## TEXTAUSZUG
★ ★ ★ ★ ★ ★ ★

Eine Frage der Einstellung

Aber zurück zu den Asante. Von ihnen stammt auch die inzwischen oft zitierte Sankofa-Idee, die mit dem Adinkra-Symbol eines Vogels dargestellt wird, der nach vorne schreitet und dabei nach hinten blickt. Sankofa bedeutet, geh zurück und hole es, und ermahnt uns, die Vergangenheit nie zu vergessen. Denn nur mit der Erinnerung lässt sich Gegenwart verstehen und eine bessere Zukunft gestalten. Wir können gegenwärtige Weltordnungen und Ungleichheiten nur verstehen, wenn wir die Vergangenheit erinnern. So wurden ungleiche Handelsbedingungen zwischen westlichen Staaten und Afrika bereits zu Zeiten des transatlantischen Dreieckhandels etabliert und in der Kolonialzeit weiter ausgebaut. Sie wirken bis heute nach.

Erinnerungskultur

Auch der wachsende Populismus wird dadurch genährt, dass viele Menschen die Vergangenheit scheinbar vergessen haben. Wie lange müssen wir uns an unrühmliche Zeiten erinnern? Ewig. Ganz im Sinne Sankofas, sagte Bundespräsident Steinmeier neulich auf Kreta: „Wir können das Leid nicht ungeschehen machen. (...) Aber wir müssen die Erinnerung daran wachhalten, damit nicht wieder geschieht, was einmal geschehen ist.“ Wenn es uns wichtig ist, dass Geschichte sich nicht wiederholt und wir ein globales Gleichgewicht herstellen wollen, dann müssen wir eine gemeinsame Erinnerungskultur entwickeln. Und die schönen eigenen Erinnerungen pflegen. Welche Adowa-Schritte habe ich dem König vorgetanzt? Ähm … Oma wüsste es noch. Und ich? Ich habe weder Ahnung, in welcher Reihenfolge die Bewegungen zu machen sind, noch was sie bedeuten. Aber ich erinnere mich, dass es immer schön war bei Oma. Und das ist das Wichtige. Positive Erinnerungen, die uns den Weg durchs Leben erleichtern.

★ ★ ★ ★ ★ ★ ★

## AUFGABENSTELLUNG
Gib aus dem Textauszug über die Sankofa-Idee den Abschnitt wortgetreu wieder, der mit den Worten "Eine Frage der" beginnt und mit "bis heute nach." endet. Für die Bearbeitung sind die Daten ohne Bedeutung.

(Aus einer Sammlung entnommene Daten)
★ ★ ★ ★ ★ ★ ★

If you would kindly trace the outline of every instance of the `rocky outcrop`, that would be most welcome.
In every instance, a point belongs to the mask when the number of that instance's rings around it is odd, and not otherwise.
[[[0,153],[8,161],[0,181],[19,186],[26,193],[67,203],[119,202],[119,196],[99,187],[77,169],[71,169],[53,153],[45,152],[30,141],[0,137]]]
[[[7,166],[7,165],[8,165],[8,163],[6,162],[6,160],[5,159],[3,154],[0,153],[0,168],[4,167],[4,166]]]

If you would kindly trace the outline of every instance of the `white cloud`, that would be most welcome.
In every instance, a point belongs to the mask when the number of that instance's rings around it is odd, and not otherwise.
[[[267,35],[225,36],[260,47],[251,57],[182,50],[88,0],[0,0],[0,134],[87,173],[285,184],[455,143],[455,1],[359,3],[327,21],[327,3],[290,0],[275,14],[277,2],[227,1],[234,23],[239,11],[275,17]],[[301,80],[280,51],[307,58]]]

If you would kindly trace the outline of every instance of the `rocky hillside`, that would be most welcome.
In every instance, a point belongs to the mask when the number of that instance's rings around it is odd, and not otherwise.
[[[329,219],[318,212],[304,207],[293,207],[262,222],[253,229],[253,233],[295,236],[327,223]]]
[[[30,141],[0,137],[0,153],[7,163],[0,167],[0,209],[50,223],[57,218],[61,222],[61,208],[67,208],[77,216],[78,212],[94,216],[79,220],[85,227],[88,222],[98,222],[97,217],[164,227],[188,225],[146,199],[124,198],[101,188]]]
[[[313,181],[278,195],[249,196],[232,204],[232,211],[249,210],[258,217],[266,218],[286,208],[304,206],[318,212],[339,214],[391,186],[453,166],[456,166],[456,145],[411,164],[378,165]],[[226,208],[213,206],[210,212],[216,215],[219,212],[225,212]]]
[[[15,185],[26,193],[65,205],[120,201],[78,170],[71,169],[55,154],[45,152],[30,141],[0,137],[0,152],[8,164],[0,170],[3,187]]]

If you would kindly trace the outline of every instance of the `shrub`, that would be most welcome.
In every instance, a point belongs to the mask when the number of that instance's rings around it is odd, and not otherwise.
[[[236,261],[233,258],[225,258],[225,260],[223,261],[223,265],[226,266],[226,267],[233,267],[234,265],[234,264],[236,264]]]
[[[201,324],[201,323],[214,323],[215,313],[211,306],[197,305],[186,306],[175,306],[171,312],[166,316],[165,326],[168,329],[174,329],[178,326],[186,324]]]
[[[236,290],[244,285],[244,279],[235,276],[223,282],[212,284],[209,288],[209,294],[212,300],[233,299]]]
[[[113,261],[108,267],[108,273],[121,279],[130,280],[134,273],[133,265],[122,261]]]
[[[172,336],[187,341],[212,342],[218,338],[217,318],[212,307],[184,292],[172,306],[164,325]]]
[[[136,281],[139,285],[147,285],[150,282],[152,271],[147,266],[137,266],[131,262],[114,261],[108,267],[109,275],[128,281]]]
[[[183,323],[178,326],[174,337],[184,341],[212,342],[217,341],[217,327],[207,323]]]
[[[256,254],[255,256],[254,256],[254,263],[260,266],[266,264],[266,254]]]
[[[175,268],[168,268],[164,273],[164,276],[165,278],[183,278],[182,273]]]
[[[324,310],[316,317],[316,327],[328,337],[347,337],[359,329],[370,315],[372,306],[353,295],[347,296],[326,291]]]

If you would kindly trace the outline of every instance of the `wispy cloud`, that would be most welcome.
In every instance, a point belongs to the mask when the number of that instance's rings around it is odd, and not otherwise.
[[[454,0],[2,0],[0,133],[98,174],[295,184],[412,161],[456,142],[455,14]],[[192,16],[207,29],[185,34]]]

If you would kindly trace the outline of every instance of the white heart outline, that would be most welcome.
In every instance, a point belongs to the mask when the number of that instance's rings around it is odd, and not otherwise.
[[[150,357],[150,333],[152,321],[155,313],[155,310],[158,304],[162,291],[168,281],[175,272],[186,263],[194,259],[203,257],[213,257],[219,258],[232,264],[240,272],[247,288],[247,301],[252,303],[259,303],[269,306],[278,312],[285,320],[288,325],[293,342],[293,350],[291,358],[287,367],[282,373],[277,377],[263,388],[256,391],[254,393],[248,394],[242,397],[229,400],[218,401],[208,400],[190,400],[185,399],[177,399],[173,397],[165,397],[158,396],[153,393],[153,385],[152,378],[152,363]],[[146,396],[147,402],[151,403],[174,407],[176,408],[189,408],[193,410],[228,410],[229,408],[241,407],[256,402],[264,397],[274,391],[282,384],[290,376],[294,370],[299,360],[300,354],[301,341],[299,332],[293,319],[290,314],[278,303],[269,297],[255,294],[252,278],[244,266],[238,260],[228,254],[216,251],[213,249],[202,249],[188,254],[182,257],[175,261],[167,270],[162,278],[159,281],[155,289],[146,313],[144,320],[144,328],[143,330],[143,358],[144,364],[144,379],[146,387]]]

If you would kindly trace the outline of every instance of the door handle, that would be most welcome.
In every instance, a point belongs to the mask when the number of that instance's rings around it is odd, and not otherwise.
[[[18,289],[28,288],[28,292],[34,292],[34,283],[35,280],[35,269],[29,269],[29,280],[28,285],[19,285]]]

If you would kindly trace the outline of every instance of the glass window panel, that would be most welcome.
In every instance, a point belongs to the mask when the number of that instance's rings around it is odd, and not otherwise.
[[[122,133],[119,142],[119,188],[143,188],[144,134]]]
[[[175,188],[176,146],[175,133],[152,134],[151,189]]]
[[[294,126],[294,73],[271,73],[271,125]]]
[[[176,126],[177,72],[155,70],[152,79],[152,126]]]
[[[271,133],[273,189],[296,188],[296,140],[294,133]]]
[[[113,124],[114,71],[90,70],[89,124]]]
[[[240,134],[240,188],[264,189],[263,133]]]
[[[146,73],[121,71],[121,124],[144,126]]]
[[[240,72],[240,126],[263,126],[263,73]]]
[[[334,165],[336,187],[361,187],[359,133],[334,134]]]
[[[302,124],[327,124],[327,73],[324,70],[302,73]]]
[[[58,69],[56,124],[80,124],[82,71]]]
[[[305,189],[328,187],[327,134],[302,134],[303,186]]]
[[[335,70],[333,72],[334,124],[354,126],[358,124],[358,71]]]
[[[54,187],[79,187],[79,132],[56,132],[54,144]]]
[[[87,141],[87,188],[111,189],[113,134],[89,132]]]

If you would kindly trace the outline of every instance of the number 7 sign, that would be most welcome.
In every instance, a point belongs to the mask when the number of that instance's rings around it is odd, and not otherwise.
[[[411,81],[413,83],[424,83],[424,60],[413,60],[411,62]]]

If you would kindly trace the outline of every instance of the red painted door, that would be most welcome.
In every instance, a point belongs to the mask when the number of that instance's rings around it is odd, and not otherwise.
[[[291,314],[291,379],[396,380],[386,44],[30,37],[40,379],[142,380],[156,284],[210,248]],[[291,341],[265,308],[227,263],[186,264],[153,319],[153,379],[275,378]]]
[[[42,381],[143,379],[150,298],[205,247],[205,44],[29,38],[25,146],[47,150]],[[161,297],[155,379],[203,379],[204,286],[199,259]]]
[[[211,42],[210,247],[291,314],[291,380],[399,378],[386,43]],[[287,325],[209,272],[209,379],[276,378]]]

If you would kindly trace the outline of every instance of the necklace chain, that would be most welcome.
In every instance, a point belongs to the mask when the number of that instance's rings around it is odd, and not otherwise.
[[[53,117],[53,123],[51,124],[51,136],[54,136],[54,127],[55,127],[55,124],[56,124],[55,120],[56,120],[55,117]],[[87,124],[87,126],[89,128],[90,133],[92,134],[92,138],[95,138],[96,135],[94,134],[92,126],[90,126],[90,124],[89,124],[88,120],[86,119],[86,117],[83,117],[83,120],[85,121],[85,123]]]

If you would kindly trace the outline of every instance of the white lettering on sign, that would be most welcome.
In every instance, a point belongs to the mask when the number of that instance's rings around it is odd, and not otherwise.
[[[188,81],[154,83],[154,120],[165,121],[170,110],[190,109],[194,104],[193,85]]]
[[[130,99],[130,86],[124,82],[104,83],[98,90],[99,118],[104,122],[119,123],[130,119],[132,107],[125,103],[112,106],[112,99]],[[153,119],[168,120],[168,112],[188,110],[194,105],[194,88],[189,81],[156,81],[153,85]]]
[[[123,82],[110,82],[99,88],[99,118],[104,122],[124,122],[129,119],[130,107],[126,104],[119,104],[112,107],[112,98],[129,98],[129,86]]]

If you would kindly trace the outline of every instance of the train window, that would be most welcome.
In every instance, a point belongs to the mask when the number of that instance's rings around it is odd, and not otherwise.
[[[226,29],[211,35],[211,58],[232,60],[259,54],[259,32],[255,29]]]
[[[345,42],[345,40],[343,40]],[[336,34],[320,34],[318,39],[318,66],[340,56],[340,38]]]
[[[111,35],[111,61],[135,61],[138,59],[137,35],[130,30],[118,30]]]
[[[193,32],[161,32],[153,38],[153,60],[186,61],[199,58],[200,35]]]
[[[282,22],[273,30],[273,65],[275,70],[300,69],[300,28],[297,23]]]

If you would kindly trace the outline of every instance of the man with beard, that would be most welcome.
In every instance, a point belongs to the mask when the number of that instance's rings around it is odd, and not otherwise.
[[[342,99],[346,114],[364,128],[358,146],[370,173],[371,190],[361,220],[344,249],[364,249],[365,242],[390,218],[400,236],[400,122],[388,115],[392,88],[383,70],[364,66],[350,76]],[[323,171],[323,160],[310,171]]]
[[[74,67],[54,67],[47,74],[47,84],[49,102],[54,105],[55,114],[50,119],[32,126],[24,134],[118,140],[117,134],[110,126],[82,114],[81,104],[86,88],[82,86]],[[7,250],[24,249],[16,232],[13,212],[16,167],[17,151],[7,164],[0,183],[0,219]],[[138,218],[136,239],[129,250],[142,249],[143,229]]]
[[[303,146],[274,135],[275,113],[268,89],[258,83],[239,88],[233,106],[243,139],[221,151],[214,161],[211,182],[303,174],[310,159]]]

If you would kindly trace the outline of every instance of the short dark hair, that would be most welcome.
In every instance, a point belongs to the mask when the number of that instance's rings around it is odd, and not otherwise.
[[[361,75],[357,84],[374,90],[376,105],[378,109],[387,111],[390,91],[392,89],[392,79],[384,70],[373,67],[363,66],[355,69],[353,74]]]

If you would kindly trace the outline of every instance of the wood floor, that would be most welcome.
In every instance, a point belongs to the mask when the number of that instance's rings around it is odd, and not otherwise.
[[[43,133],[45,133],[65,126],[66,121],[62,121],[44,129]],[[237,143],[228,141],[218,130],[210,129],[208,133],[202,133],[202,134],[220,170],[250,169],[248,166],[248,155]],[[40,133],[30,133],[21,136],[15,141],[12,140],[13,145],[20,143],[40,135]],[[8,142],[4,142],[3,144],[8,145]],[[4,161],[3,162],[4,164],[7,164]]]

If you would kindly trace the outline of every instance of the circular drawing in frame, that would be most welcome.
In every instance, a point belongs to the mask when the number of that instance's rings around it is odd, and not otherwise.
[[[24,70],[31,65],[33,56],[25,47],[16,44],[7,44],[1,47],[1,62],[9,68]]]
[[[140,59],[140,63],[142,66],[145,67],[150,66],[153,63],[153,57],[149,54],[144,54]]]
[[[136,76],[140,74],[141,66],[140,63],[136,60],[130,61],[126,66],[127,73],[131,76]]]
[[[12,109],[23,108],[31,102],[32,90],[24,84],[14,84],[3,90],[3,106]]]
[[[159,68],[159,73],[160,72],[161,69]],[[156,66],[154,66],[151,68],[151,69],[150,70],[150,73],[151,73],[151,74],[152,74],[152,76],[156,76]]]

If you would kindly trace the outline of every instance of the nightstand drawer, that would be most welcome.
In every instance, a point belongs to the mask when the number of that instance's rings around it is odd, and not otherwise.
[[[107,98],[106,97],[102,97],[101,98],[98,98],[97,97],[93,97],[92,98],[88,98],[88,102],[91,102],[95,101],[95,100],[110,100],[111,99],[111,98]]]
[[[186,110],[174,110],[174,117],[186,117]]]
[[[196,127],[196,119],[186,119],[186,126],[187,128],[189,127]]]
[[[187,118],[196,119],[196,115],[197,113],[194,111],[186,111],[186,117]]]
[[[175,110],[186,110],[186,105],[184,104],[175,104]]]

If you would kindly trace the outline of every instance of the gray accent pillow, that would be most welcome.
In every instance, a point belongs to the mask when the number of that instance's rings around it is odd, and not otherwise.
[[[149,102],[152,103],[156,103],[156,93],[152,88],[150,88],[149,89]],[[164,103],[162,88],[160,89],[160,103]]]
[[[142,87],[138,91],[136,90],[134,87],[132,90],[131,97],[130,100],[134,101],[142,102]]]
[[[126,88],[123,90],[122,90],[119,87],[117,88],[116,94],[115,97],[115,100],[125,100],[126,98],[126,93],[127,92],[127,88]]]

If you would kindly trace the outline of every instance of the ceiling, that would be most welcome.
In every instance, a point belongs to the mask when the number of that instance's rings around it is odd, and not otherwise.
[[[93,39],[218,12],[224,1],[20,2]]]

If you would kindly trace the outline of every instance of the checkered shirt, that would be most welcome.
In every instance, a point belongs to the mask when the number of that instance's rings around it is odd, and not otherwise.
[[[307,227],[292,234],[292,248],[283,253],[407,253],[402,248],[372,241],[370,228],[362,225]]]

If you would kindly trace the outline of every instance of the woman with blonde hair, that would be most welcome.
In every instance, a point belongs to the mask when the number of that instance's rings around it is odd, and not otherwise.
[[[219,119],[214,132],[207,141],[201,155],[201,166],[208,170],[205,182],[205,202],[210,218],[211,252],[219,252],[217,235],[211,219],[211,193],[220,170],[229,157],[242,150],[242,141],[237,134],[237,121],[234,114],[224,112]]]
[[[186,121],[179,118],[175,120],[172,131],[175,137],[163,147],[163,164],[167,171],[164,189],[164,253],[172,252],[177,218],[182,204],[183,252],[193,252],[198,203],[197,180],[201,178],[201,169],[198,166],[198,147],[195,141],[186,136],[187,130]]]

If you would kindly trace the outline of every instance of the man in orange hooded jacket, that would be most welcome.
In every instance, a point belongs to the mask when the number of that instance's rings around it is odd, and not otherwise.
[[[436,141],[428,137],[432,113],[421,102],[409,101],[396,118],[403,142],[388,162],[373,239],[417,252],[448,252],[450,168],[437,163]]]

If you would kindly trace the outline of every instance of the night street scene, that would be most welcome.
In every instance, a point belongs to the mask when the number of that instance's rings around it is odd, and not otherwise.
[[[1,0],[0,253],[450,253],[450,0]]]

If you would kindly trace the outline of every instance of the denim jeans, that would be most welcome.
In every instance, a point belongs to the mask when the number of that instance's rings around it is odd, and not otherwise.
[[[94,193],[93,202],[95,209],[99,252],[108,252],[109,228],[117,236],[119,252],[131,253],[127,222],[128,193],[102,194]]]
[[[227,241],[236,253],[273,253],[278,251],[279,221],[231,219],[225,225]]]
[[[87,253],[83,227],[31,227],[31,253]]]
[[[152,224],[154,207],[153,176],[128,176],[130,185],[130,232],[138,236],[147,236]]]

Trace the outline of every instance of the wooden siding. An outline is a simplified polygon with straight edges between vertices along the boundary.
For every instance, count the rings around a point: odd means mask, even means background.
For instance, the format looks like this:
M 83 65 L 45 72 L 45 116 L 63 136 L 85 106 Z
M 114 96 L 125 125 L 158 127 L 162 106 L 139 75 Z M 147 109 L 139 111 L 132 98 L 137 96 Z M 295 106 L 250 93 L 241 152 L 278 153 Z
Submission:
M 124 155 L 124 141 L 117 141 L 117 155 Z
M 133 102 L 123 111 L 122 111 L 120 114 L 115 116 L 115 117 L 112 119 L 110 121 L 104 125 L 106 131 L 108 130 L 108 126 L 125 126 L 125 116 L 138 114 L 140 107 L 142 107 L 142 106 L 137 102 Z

★ ★ ★ ★ ★ ★ ★

## LÖSUNG
Eine Frage der Einstellung

Aber zurück zu den Asante. Von ihnen stammt auch die inzwischen oft zitierte Sankofa-Idee, die mit dem Adinkra-Symbol eines Vogels dargestellt wird, der nach vorne schreitet und dabei nach hinten blickt. Sankofa bedeutet, geh zurück und hole es, und ermahnt uns, die Vergangenheit nie zu vergessen. Denn nur mit der Erinnerung lässt sich Gegenwart verstehen und eine bessere Zukunft gestalten. Wir können gegenwärtige Weltordnungen und Ungleichheiten nur verstehen, wenn wir die Vergangenheit erinnern. So wurden ungleiche Handelsbedingungen zwischen westlichen Staaten und Afrika bereits zu Zeiten des transatlantischen Dreieckhandels etabliert und in der Kolonialzeit weiter ausgebaut. Sie wirken bis heute nach.